Reproduce everything below from the line containing "Drop a point on every instance of the eyeglasses lens" down to the end of the records, requests included, and shift every x and y coordinate in the answers by -95.

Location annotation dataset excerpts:
——
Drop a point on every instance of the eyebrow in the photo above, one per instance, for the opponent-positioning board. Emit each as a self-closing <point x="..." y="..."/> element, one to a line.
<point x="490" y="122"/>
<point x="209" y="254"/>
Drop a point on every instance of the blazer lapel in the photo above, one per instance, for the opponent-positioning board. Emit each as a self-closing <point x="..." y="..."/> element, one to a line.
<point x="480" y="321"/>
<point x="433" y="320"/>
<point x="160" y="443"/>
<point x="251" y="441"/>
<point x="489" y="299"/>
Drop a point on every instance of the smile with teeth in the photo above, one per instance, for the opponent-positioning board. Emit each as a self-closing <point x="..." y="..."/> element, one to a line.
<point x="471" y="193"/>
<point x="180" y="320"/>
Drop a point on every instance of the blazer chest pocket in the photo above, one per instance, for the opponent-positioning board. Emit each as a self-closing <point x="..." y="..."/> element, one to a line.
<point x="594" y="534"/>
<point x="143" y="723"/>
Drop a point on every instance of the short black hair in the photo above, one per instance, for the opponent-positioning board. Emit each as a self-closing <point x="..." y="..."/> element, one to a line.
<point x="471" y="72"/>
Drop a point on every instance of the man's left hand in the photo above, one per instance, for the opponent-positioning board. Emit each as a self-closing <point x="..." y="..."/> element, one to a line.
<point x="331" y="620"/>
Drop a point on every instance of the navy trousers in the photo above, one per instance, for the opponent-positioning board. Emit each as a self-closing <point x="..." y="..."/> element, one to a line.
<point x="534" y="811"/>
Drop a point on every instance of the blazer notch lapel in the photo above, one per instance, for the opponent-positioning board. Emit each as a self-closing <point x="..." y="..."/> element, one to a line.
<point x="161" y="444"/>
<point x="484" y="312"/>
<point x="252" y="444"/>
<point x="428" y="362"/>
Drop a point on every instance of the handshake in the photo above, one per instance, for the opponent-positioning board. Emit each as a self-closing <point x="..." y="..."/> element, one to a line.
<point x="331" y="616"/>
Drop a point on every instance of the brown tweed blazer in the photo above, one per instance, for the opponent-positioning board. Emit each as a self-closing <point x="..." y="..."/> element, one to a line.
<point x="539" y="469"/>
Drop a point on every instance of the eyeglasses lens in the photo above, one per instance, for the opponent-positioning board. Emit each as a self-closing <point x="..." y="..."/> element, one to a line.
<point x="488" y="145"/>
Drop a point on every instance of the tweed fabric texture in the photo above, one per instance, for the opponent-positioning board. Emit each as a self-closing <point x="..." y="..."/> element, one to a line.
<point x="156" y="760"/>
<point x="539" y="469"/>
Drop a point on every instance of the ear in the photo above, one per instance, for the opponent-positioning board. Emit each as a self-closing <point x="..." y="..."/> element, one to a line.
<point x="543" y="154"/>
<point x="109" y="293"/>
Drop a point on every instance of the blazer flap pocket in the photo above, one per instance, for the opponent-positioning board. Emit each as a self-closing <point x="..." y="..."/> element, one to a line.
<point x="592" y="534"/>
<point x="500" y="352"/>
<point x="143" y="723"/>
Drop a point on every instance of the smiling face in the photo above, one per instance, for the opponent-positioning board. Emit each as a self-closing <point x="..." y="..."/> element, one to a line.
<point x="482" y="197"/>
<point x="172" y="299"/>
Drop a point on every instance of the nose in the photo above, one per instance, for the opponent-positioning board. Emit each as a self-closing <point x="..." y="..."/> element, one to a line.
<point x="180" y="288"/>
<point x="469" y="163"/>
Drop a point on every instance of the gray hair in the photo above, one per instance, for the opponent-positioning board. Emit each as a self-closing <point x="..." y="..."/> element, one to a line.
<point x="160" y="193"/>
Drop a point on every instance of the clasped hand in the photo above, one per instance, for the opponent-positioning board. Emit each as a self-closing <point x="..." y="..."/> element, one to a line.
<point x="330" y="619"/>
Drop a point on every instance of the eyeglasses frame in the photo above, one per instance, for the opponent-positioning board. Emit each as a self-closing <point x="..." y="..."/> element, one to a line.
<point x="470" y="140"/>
——
Output of the task:
Drop a point on every instance of the eyeglasses lens in the photo above, one per instance, for the opponent-positioning board. Emit each as a self-closing <point x="..." y="..."/> element, one to a line.
<point x="393" y="50"/>
Drop a point on every instance of the tweed fabric texture in the photo above, one per instance, for the opponent-positioning board. Emit each as a self-closing <point x="..." y="..."/> element, one to a line.
<point x="61" y="665"/>
<point x="444" y="374"/>
Drop a point on every instance of the ear in the photo above, one per instance, for the opponent-positioning board. Emit each as a self-closing <point x="..." y="..."/> element, one to a line.
<point x="448" y="59"/>
<point x="14" y="198"/>
Drop a point on every instance of the blazer flap pocket in the photo above, one per instance, for the opponent-positioning board. Emit each as a self-closing <point x="..." y="..."/> element, one to a line.
<point x="497" y="439"/>
<point x="405" y="257"/>
<point x="48" y="628"/>
Drop a point on every instance of the smiling face in the photo above, one per instance, for the opponent-positioning board. Emit each as a self-closing <point x="..." y="..."/> element, one to a line.
<point x="387" y="102"/>
<point x="77" y="204"/>
Drop a point on every instance of the nose in the photo above, one per instance, for the opponent-positioning board. Emit each as a self-closing <point x="..." y="..."/> element, one to a line.
<point x="85" y="193"/>
<point x="374" y="68"/>
Drop a point on every instance of the gray hair in the photo above, one per instance, for the opponent-positioning board. Emit each as a self-closing <point x="..." y="..."/> element, one to a line.
<point x="65" y="98"/>
Drop a point on every instance of the clasped hand in the photo above, one per instance, for the opponent-positioning board. Emit each as a self-closing <point x="..." y="..."/> element, one to a line.
<point x="235" y="524"/>
Drop a point on every instance of the eyeglasses frame in the photo above, one per instance, for the opponent-positioning board. Emit each as a self-closing <point x="..." y="..."/> element, one to a line.
<point x="375" y="45"/>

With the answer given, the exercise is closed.